=== Begin Enclosure ===

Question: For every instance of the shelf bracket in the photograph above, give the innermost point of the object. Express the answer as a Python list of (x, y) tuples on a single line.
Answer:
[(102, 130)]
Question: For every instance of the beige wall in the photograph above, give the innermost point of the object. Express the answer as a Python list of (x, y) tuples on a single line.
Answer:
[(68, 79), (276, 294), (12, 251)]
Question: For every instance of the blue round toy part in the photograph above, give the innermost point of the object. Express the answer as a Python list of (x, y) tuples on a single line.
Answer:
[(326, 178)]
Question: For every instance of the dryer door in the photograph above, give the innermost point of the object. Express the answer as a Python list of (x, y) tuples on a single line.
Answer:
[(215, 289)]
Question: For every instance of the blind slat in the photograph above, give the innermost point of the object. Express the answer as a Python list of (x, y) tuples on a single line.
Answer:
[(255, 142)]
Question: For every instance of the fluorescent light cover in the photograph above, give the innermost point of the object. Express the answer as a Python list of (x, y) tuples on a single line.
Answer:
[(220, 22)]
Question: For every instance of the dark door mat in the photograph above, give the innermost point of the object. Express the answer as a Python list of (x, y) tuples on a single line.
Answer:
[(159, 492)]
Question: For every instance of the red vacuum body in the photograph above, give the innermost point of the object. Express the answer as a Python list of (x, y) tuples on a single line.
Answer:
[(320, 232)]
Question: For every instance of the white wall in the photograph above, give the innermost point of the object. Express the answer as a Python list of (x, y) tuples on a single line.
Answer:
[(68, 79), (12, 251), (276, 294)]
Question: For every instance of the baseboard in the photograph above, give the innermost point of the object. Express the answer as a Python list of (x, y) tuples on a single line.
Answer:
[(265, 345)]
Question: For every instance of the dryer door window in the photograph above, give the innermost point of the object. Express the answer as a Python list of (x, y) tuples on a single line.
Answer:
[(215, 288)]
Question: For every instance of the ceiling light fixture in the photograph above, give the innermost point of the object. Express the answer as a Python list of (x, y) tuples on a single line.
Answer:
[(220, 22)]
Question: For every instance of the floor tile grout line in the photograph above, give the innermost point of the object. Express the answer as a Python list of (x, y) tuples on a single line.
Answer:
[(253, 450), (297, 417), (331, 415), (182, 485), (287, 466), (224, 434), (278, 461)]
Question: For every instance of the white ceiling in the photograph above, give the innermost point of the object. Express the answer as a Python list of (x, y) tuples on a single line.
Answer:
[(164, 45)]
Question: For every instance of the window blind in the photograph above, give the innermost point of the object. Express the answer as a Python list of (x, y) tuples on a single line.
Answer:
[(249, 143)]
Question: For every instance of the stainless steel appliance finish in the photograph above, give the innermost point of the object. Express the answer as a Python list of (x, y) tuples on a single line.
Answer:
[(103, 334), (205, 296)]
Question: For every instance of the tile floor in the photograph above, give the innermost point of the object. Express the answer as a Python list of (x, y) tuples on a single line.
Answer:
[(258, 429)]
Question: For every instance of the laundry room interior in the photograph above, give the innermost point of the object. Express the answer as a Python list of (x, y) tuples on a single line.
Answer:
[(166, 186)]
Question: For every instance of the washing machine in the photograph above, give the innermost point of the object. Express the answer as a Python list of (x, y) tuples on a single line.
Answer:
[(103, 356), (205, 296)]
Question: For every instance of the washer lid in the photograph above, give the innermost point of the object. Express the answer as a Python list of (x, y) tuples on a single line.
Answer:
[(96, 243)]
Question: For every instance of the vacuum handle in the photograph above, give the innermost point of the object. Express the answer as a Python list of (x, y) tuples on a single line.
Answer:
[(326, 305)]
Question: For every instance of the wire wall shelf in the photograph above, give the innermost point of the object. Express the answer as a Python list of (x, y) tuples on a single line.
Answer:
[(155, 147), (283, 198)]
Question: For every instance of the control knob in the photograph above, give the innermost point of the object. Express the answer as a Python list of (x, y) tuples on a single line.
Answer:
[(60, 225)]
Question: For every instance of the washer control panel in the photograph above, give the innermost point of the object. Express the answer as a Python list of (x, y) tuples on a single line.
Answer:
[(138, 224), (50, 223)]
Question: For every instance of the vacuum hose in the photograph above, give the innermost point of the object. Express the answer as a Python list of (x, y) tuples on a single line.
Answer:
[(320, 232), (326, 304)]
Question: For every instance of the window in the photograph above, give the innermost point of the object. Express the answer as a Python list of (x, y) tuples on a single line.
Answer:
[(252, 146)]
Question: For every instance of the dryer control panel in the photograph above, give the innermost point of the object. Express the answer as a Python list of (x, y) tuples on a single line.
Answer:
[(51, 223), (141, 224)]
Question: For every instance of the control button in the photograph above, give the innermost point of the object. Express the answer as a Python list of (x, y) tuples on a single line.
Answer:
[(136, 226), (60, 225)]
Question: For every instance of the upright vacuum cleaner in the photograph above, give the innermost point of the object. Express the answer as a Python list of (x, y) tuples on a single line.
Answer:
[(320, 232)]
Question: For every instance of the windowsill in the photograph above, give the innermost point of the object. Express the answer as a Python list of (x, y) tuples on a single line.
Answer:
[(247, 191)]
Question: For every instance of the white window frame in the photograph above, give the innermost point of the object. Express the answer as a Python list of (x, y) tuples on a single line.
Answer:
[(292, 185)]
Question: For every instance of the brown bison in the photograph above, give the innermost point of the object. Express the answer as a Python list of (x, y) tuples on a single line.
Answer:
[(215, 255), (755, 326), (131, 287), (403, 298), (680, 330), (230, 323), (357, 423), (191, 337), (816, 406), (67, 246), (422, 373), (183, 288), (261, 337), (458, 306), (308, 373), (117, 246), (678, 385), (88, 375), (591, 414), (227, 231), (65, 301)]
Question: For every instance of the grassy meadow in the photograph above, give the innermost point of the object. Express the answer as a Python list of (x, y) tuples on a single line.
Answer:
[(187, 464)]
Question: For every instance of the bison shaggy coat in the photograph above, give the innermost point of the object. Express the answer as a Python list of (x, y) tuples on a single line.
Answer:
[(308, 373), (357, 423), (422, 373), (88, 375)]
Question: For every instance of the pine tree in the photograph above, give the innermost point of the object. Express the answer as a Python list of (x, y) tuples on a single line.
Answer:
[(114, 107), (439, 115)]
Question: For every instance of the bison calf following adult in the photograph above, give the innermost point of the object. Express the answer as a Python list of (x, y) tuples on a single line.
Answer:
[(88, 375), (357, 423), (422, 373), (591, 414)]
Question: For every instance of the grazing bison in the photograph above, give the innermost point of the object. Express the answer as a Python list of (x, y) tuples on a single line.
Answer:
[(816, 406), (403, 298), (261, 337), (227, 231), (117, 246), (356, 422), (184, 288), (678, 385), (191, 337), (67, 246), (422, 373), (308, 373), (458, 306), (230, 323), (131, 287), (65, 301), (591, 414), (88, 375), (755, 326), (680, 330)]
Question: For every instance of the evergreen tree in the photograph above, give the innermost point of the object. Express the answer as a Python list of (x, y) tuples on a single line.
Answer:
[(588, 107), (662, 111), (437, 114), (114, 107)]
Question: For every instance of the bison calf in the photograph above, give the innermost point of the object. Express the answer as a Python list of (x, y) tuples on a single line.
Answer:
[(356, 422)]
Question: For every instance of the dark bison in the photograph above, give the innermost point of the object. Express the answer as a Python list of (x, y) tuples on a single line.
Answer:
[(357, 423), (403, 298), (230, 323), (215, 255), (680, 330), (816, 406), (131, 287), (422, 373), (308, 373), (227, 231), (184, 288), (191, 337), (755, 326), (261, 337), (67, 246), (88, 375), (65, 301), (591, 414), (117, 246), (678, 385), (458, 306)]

=== End Enclosure ===

● Task requirements
Working through the records, copy each line in which the word "wall" appears.

● Expected answer
Question: For every instance of the beige wall in the photograph above, give the innermost point of the object. Express the answer as a Python list of (x, y) tuples on a single line.
Question: For every instance of the white wall in the photograph above, give the innermost point of the object. Express the answer as a Python list of (x, y) tuples on a single line.
Question: For every instance of the wire wall shelf in the photograph above, give the innermost point of the object. Express the answer as a Python list of (x, y) tuples on a single line.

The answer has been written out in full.